Исходный отрывок:
════════
Он начинал в Школе-студии МХАТ (это уже после Пединститута). С правоверными «системщиками» не сработался и был изгнан. Атмосферу школы вспоминает в духе «Театрального романа», который, мне кажется, именно он и должен когда-нибудь поставить. Вспоминает своего педагога (друга Булгакова), который очень любил интонировать, то есть подыскивать какую-нибудь неожиданную интонацию, от которой потом может засветиться весь характер или даже вся пьеса. Заниматься интонированием по мхатовской методе было делом абсолютно запретным. А он «зайдется страшным предсмертным кашлем, выплюнет содержимое в платок, сунет платок в боковой карман, закроет дверь и шепотом, заговорщицки предложит: ну, давай по- интонируем»23. Он не только превосходно показывает милейшего мхатовского еретика, он в эту игру до сих пор сам играет. Склеивает слова, приваривает их друг к другу, проникает в таинство суффиксов и корней. В мире невербального театра он остается фанатиком русской речи, которую чувствует до последних, чисто музыкальных глубин. Поэтому не может работать на Западе: ставить спектакль на чужом языке то же самое, что целоваться через стекло (это Петра Наумовича сравнение).
Он начинал в Московском театре драмы и комедии, куда вскоре пришел Юрий Любимов. Потом оказался в Театре имени Маяковского. В последующие годы менял сцены и города, чтобы в начале 80-х окончательно расстаться с опостылевшим «театром-домом» под названием Ленинградский театр Комедии. Фоменко ушел в педагогику. В стенах ГИТИСа он обрел свой новый «дом» и сотворил новых артистов. В начале 90-х в Москве возник театр под названием «Мастерская Фоменко» — одно из немногих обнадеживающих явлений театральной жизни конца века.
«Шестидесятник» по паспорту, по театральной крови он, безусловно, принадлежит иным временам. Все доблести своего поколения, включая гражданские, Фоменко сконцентрировал и преобразил в чувство театра. Притом того театра, который заведомо был обречен. Жадный интерес ко злу, разлитому по всему пространству жизни, эксцентрическое проявление основных человеческих чувств, взятых на пределе, — от восторга любви до автоматизма любовной похоти, озорная политическая буффонада в сочетании с мистическим гиньолем — достаточно было этих разногласий с «большим стилем» советского театра, чтобы стать его, этого театра, изгоем или, точнее, перекати- полем.
════════
Элементы для определения местоположения:
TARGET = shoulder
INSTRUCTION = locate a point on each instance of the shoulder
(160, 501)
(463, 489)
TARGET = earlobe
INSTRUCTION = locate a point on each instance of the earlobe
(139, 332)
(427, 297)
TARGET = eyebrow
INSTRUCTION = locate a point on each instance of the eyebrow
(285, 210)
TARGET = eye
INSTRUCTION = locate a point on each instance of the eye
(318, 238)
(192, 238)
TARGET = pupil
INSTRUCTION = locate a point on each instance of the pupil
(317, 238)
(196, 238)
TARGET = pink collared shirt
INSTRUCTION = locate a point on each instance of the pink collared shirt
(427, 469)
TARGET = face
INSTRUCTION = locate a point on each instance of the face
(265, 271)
════════
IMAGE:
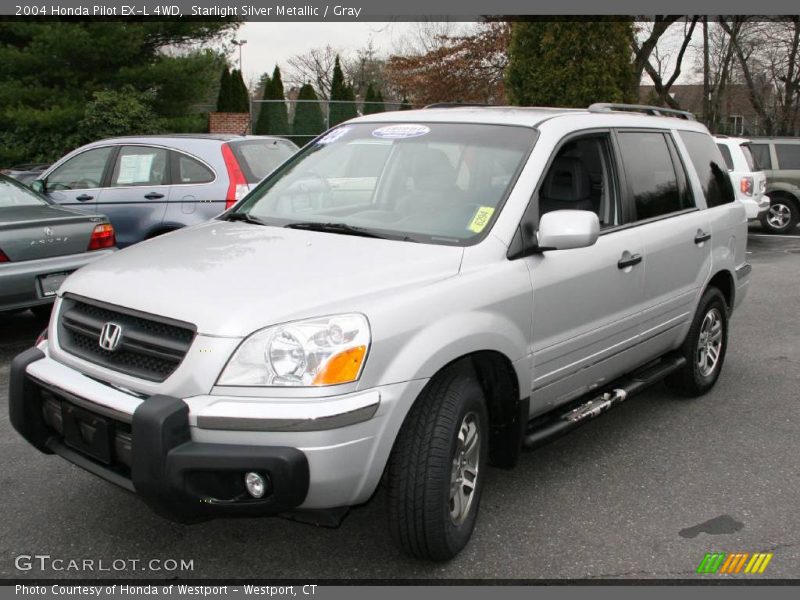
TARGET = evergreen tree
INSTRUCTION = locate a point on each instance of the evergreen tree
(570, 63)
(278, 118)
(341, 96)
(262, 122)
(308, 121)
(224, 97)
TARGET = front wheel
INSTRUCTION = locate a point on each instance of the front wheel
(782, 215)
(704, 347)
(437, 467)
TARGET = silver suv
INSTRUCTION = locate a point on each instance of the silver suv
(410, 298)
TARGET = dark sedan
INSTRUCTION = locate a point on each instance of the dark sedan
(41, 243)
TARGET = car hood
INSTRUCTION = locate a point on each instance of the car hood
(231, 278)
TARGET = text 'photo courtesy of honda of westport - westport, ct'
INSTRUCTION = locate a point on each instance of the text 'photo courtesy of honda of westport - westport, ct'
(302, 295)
════════
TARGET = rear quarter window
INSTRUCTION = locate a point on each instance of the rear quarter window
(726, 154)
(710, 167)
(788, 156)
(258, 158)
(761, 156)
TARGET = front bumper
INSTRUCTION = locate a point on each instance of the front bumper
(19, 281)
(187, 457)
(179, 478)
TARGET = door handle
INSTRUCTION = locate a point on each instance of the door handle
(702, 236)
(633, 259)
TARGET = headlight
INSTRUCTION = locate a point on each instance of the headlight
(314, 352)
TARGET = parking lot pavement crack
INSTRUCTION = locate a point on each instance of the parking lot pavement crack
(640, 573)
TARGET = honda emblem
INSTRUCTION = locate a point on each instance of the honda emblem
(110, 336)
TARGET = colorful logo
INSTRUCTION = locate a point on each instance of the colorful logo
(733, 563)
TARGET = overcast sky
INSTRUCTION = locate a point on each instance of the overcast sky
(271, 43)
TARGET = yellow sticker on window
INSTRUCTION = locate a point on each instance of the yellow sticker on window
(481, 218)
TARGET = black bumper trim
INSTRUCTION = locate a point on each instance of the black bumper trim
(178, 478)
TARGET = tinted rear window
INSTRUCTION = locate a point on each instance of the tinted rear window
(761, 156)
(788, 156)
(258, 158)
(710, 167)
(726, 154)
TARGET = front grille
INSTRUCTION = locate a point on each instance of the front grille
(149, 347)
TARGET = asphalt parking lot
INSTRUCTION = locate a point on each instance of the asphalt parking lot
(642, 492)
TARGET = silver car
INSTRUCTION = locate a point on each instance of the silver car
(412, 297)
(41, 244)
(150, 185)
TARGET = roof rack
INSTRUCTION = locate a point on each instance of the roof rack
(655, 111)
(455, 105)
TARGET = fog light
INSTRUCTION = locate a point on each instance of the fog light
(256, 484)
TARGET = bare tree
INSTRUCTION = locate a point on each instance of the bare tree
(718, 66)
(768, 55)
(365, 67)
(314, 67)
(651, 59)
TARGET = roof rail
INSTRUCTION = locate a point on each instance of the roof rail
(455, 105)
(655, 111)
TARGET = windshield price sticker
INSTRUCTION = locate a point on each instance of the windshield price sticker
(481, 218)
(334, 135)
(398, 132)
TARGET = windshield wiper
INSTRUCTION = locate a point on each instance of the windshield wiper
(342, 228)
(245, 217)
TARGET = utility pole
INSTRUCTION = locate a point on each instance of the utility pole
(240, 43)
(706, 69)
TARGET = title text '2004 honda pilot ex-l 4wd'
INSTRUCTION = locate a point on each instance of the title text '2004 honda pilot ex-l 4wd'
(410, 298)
════════
Задача:
Пожалуйста, продолжите отрывок о режиссере Петре Фоменко, начав сразу после его последнего предложения.

Ответ:
Наше театральное «поле» он пересек вдоль и поперек, особенно облюбовав старый маршрут из Петербурга в Москву и обратно. Свой природный дар он пытался приспосабливать к предлагаемым обстоятельствам: ставил Брагинского, Тренева и Никитина рядом с Шекспиром, Камю и Жироду. Он себя насиловал и ломал, примеривал разные маски и играл разные роли, в том числе роль главного режиссера советского театра со всеми вытекающими последствиями для душевного и физического здоровья. Его глав- режество в славном Театре Комедии над гастрономом на Невском проспекте (а длилось оно восемь лет, с 1972-го по 1981-й) напоминало губернаторство Санчо Пансы. С начальством он ладить не умел, запутался в театральных интригах, на всех обиделся и был в конце концов придушен труппой вместе с ленинградскими болотными упырями, родственниками по прямой линии его сухово-кобылинских страшилищ из «Смерти Тарелкина».
Сухово-Кобылина он поставил в 1966 году, в Театре имени Маяковского. Это был один из прощальных жестов Николая Охлопкова, который тогда уже мало понимал, что происходит вокруг. Андрей Гончаров возглавил театр позже, спектакль Фоменко принял, но потом «Тарелкина» уничтожили. Не сразу: спектакль прошел полсотни раз и успел врезаться в память театрального поколения.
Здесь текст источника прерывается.